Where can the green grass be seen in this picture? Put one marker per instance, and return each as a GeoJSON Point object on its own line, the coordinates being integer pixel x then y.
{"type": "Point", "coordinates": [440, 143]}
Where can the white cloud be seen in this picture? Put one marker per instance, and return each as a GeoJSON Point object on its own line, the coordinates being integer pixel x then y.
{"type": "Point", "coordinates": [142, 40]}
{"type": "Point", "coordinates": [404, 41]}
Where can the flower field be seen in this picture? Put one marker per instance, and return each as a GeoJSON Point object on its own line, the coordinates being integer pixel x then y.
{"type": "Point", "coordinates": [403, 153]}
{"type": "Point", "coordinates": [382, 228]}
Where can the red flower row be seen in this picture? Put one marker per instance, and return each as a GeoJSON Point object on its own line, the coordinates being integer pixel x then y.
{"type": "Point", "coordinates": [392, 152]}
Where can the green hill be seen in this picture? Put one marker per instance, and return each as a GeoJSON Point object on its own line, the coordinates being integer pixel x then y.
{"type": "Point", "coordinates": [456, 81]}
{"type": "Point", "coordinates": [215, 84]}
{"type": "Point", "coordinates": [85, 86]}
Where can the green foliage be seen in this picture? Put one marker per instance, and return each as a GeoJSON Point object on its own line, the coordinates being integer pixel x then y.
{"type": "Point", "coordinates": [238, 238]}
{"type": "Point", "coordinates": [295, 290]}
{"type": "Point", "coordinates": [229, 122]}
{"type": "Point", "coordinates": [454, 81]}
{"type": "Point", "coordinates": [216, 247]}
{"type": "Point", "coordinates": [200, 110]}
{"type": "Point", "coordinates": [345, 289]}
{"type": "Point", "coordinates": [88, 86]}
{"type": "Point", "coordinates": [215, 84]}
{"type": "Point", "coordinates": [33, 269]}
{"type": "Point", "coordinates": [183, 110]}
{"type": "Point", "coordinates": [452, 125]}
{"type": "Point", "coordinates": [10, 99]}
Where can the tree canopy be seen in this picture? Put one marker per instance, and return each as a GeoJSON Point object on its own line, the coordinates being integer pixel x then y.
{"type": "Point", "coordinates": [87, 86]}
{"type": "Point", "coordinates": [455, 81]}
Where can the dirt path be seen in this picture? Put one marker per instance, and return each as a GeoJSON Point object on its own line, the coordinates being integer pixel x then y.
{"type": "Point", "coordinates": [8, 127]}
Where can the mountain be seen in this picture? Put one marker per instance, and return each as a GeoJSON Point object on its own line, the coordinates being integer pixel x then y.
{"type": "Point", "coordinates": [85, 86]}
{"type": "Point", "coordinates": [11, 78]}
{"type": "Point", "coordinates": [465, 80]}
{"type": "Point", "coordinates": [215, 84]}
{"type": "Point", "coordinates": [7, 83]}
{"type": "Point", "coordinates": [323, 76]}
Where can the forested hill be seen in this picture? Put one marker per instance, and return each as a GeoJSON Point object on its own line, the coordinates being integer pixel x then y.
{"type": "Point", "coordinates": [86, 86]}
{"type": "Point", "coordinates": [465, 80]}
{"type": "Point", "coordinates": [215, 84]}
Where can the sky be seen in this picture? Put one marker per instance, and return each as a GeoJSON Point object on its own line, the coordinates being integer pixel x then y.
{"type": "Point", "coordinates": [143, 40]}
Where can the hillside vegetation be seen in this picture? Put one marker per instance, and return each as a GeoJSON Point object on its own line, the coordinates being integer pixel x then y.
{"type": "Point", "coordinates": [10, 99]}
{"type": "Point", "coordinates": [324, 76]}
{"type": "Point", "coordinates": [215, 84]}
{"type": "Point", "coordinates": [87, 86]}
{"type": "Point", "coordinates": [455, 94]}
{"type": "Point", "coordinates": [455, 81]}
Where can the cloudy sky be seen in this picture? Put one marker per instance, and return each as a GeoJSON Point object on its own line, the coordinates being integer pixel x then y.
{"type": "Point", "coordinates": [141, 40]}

__Directions__
Beginning at the line that holds "Where can the hillside", write out word for word each line through the end of the records.

__Result of this task__
Where can the hillside vegetation be seen in this picture? Put one marker per instance, and return each as a GeoJSON Point object on its own line, the coordinates being integer pixel x then y.
{"type": "Point", "coordinates": [10, 99]}
{"type": "Point", "coordinates": [324, 76]}
{"type": "Point", "coordinates": [215, 84]}
{"type": "Point", "coordinates": [87, 86]}
{"type": "Point", "coordinates": [455, 94]}
{"type": "Point", "coordinates": [455, 81]}
Where can the cloudy sky be seen in this picture? Put one marker per instance, and return each as a GeoJSON Point object on its own line, the coordinates being integer pixel x then y.
{"type": "Point", "coordinates": [141, 40]}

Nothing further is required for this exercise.